## Task requirements
Arrange the lines of the material below, from the line containing "Spot every instance of postcard" through the line containing "[4,71,27,106]", inclusive, as a JSON list of strings with one string per line. Omit any blank lines, and include no other lines.

## Data shown
::::

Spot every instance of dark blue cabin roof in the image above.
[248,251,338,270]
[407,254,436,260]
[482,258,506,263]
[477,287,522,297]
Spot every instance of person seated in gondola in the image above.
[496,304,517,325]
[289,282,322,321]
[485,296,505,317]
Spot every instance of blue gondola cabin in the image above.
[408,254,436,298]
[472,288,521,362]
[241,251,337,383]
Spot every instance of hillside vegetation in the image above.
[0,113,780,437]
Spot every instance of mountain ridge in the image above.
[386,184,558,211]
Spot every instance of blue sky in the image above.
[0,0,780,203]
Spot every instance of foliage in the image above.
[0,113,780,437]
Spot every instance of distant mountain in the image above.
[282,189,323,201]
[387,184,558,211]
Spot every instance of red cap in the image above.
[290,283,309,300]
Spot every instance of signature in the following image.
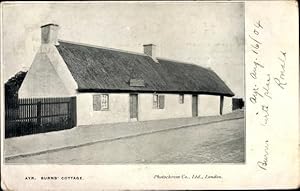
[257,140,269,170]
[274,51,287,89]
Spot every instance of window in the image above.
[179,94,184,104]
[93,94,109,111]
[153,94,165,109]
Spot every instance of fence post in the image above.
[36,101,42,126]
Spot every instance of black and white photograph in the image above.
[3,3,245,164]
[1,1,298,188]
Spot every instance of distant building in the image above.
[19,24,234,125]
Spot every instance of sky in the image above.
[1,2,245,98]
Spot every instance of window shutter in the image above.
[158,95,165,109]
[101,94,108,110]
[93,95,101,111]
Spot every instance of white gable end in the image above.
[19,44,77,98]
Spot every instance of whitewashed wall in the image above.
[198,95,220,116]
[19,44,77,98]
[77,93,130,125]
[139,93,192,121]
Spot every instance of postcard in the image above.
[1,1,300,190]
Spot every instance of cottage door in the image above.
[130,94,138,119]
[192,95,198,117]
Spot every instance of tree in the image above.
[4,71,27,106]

::::

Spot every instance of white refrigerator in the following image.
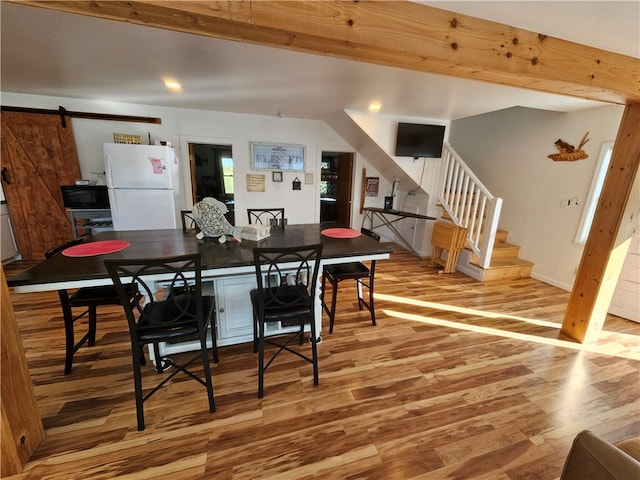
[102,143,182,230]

::::

## Response to the task
[
  "Spot every instance of postcard in the image above.",
  "[1,1,300,190]",
  "Spot every instance of cottage door in the image above.",
  "[130,94,138,119]",
  "[192,95,198,117]",
  "Spot every instance of tree in the image above.",
  "[4,71,27,106]"
]